▶ Document text:
** Begin **

[UA-discuss] Regular Expression

Thu Sep 14 17:27:01 UTC 2017

The BiDi issue suggests to me that even enforcing the non-dotless rule is too much for a simple regex, as shabaka.example at don is a valid Arabic EAI , while the same ASCII combination is not valid even if a .don TLD gets delegated.
[non-empty]@[non-empty] looks better to me. 

Rubens

> Em 14 de set de 2017, à(s) 13:58:000, Don Hollander <don.hollander at icann.org> escreveu:
> 
> Thanks Jim.
> 
> The BiDi issue, with raw data input, is which side has the domain side.
> 
> usually you’ll encounter mailbox at domainname.tld
> 
> But in Arabic or Hebrew you’ll encounter tld.domainname at mailbox
> 
> Don
> 
> 
>> On 15/09/2017, at 3:44 AM, Jim Hague <jim at sinodun.com> wrote:
>> 
>> On 12/09/2017 19:44, Don Hollander wrote:
>>> One RegEx has stood out as being simple and correct.   I’d like the UASG
>>> to consider recommending this in our documentation.   Toward that end,
>>> this thread is for discussion.
>>> 
>>> /^.+@(?:[^.]+\.)+(?:[^.]{2,})$
>>> 
>>> Regular expression check in Javascript. This accepts any Unicode
>>> characters, only insisting that the domain must have more than one label
>>> and the TLD is 2 characters or longer. 
>> 
>> Note that this in the context of an in-browser check. I only examined a
>> small random subset of the sites surveyed in the main evaluation, and
>> obviously without access to server code could only examine client-side
>> operations. In all the sites I examined, the only check performed was
>> against one (or in one case two) regular expression(s). No decomposition
>> of the email address was attempted, and certainly no translation of the
>> domain to Punycode.

** End **

Proceed with the discussion thread on validating email addresses with a regular expression, picking up right after its final sentence.

Listing excerpted from a collection
** Begin **

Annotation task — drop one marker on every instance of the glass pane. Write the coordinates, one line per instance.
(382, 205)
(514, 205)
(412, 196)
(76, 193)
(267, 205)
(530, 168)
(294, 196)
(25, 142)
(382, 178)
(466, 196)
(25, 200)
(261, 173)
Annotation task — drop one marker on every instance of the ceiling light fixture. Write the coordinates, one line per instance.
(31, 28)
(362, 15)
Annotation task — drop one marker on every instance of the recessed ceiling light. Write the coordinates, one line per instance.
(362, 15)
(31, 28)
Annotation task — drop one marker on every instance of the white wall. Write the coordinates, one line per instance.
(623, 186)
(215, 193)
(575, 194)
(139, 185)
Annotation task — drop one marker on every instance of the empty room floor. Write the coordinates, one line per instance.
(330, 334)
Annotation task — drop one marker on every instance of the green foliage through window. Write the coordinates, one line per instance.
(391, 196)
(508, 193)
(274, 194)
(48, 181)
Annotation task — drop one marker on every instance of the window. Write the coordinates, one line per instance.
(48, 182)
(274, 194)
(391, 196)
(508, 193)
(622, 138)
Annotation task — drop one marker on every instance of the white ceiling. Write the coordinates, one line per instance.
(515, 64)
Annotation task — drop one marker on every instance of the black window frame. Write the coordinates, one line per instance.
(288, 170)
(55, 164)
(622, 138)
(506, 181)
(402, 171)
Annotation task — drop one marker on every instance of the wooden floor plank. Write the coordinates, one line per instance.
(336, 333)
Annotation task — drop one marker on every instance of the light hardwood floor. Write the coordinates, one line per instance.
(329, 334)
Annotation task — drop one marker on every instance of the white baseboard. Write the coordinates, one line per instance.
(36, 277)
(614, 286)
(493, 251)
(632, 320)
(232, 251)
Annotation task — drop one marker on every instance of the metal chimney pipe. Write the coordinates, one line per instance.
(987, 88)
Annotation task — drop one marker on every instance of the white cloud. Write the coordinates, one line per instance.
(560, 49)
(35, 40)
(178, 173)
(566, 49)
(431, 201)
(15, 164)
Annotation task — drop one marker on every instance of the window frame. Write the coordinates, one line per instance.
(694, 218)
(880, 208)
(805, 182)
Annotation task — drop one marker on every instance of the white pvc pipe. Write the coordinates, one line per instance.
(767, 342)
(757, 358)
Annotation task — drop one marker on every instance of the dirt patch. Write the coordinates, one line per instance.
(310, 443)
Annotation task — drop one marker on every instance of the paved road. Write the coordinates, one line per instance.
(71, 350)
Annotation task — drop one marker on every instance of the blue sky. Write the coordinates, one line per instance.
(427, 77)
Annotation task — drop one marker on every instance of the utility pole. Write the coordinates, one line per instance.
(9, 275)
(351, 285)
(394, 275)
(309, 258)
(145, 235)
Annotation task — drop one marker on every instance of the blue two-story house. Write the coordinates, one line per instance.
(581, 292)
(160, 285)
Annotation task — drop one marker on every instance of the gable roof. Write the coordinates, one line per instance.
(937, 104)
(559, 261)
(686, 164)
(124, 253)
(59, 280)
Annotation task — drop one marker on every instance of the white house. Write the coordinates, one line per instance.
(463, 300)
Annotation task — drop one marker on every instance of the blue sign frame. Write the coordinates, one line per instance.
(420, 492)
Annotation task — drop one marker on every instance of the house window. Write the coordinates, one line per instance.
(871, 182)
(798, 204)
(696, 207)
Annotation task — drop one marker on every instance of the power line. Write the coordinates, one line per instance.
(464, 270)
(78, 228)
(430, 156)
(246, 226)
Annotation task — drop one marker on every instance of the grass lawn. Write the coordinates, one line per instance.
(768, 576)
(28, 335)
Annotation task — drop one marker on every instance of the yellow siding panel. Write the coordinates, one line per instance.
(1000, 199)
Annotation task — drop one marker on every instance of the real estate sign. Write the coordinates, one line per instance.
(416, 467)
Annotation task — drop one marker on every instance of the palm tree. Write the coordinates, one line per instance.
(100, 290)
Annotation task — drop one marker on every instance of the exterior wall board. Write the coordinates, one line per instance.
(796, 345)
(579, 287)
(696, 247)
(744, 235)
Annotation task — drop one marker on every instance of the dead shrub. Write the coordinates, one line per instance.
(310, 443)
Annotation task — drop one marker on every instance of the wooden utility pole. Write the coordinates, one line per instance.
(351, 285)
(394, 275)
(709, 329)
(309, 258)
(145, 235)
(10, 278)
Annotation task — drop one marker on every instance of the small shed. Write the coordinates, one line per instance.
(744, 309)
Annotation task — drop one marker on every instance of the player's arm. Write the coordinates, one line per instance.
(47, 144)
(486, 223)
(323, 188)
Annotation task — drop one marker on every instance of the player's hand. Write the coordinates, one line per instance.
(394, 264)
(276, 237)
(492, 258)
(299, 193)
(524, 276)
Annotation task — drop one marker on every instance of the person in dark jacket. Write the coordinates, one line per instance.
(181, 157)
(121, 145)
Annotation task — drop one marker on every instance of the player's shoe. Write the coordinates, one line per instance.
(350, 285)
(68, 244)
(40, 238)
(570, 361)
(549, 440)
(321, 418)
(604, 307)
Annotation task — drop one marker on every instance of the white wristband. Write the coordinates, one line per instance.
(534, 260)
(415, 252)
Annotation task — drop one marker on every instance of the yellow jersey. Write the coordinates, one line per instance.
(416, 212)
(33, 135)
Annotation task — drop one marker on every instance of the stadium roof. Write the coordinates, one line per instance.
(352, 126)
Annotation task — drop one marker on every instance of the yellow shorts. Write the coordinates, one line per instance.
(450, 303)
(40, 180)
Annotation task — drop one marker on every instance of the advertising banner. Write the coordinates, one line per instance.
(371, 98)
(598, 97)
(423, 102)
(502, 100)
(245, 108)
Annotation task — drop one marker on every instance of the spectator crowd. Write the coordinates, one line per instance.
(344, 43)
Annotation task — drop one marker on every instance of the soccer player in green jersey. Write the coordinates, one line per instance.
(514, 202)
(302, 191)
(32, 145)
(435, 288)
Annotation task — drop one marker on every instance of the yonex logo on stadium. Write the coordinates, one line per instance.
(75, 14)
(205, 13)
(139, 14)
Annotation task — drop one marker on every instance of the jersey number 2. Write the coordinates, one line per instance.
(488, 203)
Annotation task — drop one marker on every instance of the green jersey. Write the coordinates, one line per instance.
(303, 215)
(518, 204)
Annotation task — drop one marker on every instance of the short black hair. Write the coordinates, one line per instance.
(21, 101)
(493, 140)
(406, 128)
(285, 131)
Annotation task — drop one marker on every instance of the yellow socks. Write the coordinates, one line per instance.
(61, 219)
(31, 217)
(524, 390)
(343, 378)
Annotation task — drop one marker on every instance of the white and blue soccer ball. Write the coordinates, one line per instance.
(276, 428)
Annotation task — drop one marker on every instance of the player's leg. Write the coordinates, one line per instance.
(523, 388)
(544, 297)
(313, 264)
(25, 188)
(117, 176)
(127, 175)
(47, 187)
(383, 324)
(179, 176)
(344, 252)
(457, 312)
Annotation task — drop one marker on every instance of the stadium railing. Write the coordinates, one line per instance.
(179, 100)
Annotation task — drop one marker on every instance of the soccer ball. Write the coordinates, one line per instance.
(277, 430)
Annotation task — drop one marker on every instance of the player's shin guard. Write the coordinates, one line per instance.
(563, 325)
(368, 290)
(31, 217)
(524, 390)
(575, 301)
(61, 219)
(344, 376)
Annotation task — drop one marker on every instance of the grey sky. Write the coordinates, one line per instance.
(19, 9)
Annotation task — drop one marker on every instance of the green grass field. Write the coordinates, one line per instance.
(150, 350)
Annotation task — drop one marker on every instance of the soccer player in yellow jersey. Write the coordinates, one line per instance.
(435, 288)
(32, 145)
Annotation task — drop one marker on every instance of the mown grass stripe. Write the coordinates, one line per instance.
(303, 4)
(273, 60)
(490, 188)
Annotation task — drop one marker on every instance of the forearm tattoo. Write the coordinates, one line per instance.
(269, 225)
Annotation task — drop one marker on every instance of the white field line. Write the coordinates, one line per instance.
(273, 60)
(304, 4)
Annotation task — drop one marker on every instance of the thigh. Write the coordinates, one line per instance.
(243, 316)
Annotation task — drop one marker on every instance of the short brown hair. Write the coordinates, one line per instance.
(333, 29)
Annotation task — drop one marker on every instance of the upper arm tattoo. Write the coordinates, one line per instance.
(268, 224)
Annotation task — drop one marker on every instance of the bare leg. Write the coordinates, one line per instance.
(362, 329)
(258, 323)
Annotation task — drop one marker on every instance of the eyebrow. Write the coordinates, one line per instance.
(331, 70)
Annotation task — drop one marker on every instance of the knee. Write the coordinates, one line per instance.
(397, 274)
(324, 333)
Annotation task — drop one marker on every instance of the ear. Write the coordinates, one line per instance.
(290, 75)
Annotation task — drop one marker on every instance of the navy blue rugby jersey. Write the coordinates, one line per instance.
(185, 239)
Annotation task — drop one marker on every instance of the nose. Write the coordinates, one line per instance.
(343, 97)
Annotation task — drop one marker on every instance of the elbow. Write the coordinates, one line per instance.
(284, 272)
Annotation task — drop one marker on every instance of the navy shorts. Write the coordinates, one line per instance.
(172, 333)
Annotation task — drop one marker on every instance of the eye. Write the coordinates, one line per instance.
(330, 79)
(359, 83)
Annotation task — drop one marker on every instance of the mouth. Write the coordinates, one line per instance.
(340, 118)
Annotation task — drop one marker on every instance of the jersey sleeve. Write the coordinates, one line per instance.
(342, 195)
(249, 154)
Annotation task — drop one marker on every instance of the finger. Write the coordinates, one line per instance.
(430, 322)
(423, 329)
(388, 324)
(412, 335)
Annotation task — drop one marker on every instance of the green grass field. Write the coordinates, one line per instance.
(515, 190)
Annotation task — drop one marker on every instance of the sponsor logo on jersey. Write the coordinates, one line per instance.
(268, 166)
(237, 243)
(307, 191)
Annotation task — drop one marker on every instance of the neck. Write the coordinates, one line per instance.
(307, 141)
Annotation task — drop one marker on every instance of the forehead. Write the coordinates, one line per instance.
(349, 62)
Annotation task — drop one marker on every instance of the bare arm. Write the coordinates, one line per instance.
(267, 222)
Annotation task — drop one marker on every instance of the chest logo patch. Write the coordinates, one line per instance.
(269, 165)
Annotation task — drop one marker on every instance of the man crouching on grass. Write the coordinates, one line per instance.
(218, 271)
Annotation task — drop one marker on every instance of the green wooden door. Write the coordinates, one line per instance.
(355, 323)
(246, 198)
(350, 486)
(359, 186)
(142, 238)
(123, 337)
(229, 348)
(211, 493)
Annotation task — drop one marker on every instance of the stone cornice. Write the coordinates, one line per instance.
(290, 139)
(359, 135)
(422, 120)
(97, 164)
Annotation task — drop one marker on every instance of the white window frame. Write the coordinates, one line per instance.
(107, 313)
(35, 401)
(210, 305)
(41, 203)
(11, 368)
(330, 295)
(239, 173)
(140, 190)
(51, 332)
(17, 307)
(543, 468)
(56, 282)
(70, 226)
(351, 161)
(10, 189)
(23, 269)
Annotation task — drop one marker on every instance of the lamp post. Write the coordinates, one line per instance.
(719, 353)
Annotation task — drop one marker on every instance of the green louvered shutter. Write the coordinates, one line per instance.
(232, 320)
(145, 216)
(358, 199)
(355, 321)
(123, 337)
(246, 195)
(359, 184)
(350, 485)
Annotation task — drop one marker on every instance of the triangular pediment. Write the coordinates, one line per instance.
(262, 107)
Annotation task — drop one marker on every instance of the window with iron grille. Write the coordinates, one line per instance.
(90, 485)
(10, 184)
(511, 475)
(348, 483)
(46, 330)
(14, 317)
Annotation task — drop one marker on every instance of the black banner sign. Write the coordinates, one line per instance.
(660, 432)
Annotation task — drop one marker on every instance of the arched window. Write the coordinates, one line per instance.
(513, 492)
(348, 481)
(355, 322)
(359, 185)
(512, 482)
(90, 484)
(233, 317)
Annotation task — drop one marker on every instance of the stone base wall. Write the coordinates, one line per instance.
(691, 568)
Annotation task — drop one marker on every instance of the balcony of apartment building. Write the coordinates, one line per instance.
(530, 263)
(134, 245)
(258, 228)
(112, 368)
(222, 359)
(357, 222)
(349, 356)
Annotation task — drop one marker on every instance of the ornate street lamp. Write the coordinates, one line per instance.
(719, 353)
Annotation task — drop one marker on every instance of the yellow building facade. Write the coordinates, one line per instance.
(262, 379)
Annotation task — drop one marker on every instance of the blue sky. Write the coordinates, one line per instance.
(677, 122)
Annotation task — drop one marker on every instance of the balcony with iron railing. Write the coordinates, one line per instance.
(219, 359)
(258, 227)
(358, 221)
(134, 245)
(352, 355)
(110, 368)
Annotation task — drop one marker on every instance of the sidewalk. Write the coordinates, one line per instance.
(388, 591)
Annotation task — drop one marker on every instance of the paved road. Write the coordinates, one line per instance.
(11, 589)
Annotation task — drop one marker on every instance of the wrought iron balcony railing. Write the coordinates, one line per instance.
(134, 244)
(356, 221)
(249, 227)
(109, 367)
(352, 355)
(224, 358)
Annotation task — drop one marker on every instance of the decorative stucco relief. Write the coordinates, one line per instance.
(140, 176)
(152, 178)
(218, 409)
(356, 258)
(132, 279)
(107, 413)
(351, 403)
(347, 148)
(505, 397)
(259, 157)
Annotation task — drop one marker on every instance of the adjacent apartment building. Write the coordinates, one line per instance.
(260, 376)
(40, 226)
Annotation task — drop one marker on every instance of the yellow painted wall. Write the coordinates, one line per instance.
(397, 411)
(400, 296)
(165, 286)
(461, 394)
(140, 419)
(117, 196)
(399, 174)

** End **

▶ Task answer:
>> 
>> It was in that context that I highlighted the above regex, on the basis
>> that it's probably the only sensible option to suggest to organisations
>> as a low-impact UA improvement (I won't say fix) at the moment. If a
>> future evaluation exercise verifies that an existing Javascript module
>> does the right thing, that would be a better alternative, but that would
>> involve more substantial modifications to site code.
>> 
>> I agree that modifying it to allow 1 character TLDs would be sensible.
>> 
>> I also agree with the page referenced at the start of the thread (which
>> I read before working on the report) that just checking for '@' is about
>> all one should attempt, certainly client-side.
>> 
>> Turning again to the above regex, of course, being a proposed regex for
>> validating email addresses, it's got an obvious deficiency. It needs to
>> add support for other label separators (e.g. open dot).
>> 
>> Mark Svancarek raised the excellent point of bidi in the domain.
>> Personally I'm not confident I understand the bidi rules. But if the
>> regex requires at least one label separator character in the domain and
>> non-empty labels, will that work, given that if the regex allows 1
>> character TLDs then a valid TLD is simply a non-empty label?
>> -- 
>> Jim Hague - jim at sinodun.com          Never trust a computer you can't lift.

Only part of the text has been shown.